### Problems to solve
a. Say whether each statement agrees with the passage on the mastering principle, answering yes or no and quoting the deciding words: (i) Alexander's best days were spent on the battle field or on the march; (ii) Howard was happier at Court than in a prison; (iii) Whitfield and Wesley would have welcomed a bishopric.
b. Write the next part of the passage on the mastering principle, starting after the quoted hymn verse that closes it.

### Page excerpt
******************************
All great lives have been under the constraint of some mastering principle. A man who is everything by turns and nothing long is a nobody: a man who wastes life on whims and fancies, leisures and pleasures, never achieves anything: he flits over the surface of life and leaves no more trace upon his age than a bird upon the sky; but a man, even for mischief, becomes great when he becomes concentrated. What made the young prince of Macedon Alexander the Great but the absorption of his whole mind in the desire for conquest. The man was never happy when he was at ease and in peace. His best days were spent on the battle field or on the march. Let him rush to the forefront of the battle and make the commonest soldier grow into a hero by observing the desperate valour of his king, and then you see the greatness of the man. He could never have been the conqueror of the world if the insatiable greed of conquest had not constrained him. Hence come your Cæsars and your Napoleons-they are whole men in their ambition, subject to the lust of dominion. When you carry this thought into a better and holier sphere the same fact is clear. Howard could never have been the great philanthropist if he had not been strangely under the witchery of love to prisoners. He was more happy in an hospital or in a prison than he would have been at Court or on the sofa of the drawing room. The man could not help visiting the gaols, he was a captive to his sympathy for men in bondage, and so he spent his life in seeking their good. Look at such a man as Whitfield or his compeer Wesley. Those men had but one thought, and that was to win souls for Christ; their whole being ran into the one riverbed of zeal for God, and made them full and strong as the rushing Rhone. It was their rest to labour for Christ: it was their honour to be pelted while preaching and to be calumniated for the name of Jesus; a bishopric and a seat in the House of Lords would have been the death of them; even a throne would have been a rack if they must have ceased hunting for souls. The men were under the dominion of a passion which they could not withstand, and did not wish to weaken. They could sing-
“The love of Christ doth me constrain
To seek the wandering souls of men;
With cries, entreaties, tears, to save,
To snatch them from the fiery wave.”
******************************
Records in a dataset
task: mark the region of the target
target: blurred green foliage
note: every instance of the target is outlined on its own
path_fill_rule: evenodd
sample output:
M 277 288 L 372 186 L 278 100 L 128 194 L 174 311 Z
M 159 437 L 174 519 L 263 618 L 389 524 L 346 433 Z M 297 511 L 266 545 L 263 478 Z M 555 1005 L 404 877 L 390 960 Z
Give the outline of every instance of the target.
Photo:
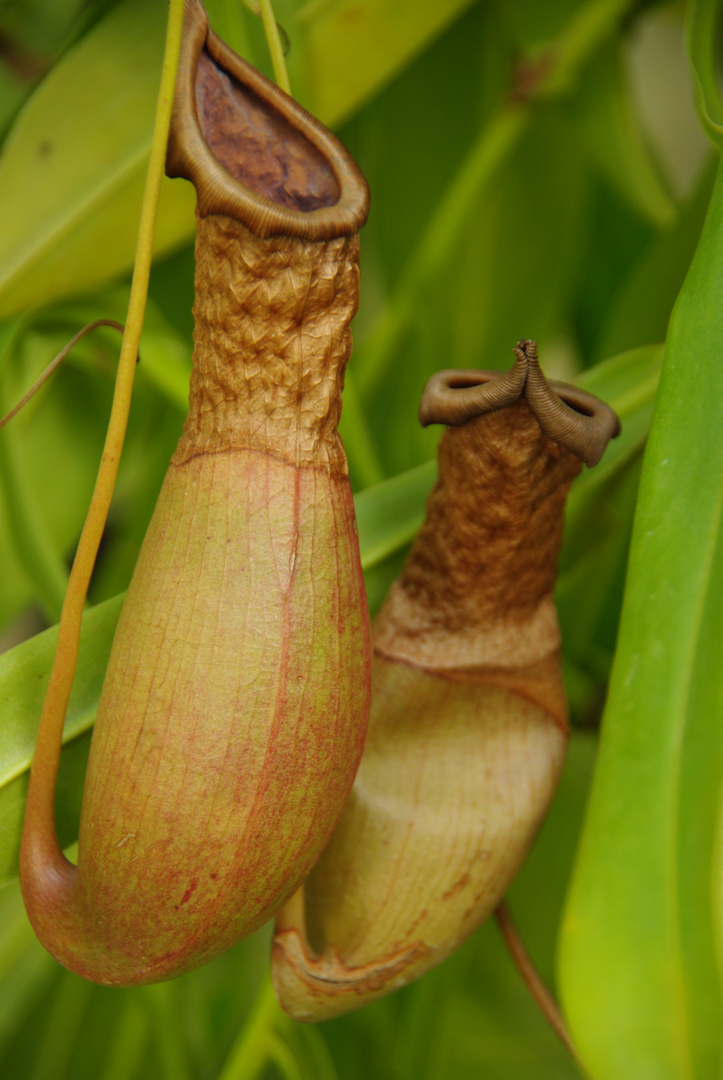
M 207 6 L 214 28 L 268 73 L 250 10 L 239 0 Z M 714 135 L 719 6 L 693 3 L 685 35 Z M 275 10 L 295 93 L 335 126 L 372 188 L 342 420 L 372 609 L 433 482 L 439 431 L 416 420 L 433 372 L 505 368 L 512 345 L 535 337 L 549 375 L 579 379 L 622 417 L 621 438 L 570 502 L 558 599 L 577 730 L 510 904 L 553 983 L 627 596 L 603 767 L 562 934 L 562 990 L 595 1080 L 718 1078 L 723 693 L 710 643 L 723 610 L 723 469 L 708 461 L 723 393 L 712 375 L 720 206 L 683 292 L 656 406 L 662 342 L 715 172 L 695 117 L 682 10 L 632 0 L 278 0 Z M 162 0 L 0 5 L 0 411 L 81 325 L 124 318 L 164 18 Z M 137 391 L 66 725 L 57 811 L 67 842 L 119 594 L 184 420 L 192 205 L 188 185 L 165 184 Z M 35 941 L 11 879 L 55 632 L 17 643 L 57 619 L 117 354 L 111 330 L 84 339 L 0 432 L 0 880 L 10 882 L 0 891 L 0 1075 L 581 1076 L 493 926 L 418 984 L 319 1027 L 276 1007 L 266 932 L 137 990 L 91 987 Z M 720 435 L 717 445 L 720 456 Z M 669 462 L 674 483 L 660 480 Z M 641 469 L 645 516 L 626 589 Z M 667 674 L 691 694 L 662 692 Z M 673 957 L 665 977 L 661 956 Z M 625 997 L 622 987 L 637 989 Z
******************************
### Answers in order
a.
(i) Yes: "His best days were spent on the battle field or on the march."
(ii) No: "He was more happy in an hospital or in a prison than he would have been at Court or on the sofa of the drawing room."
(iii) No: "a bishopric and a seat in the House of Lords would have been the death of them"

b.
Their whole life, being, thought, faculty, spirit, soul, and body became one and indivisible in purpose, and their sanctified manhood was driven forward irresistibly, so that they might be likened to thunderbolts flung from the eternal hand, which must go forward till their end is reached. They could no more cease to preach than the sun could cease shining or reverse his course in the heavens.
Now, this kind of constraint implies no compulsion, and involves no bondage. It is the highest order of freedom; for when a man does exactly what he likes to do, if he wants to express the enthusiastic joy and delight with which he follows his pursuit, he generally uses language similar to that of my text. “Why,” saith he, “I am engrossed by my favourite study; it quite enthrals me; I cannot resist its charms, it holds me beneath its spell.” Is the man any the less free? If a man gives himself up to a science, or to some other object of pursuit, though he is perfectly free to leave it whenever he likes, he will commonly declare that he cannot leave it; it has such a hold upon him that he must addict himself to it. You must not think, therefore, that when we speak of being under constraint from the love of Christ we mean by it that we have ceased to exercise our wills, or to be voluntary agents in our service. Far from it, we own that we are never so free as when we are under bonds to Christ. No, our God does not constrain us by physical force; his cords are those of love, and his bands are those of a man. The constraint is that which we are glad to feel; we give a full assent to its pressure, and therein lies its power. We rejoice to admit that “The love of Christ constraineth us,” we only wish the constraint would increase every day.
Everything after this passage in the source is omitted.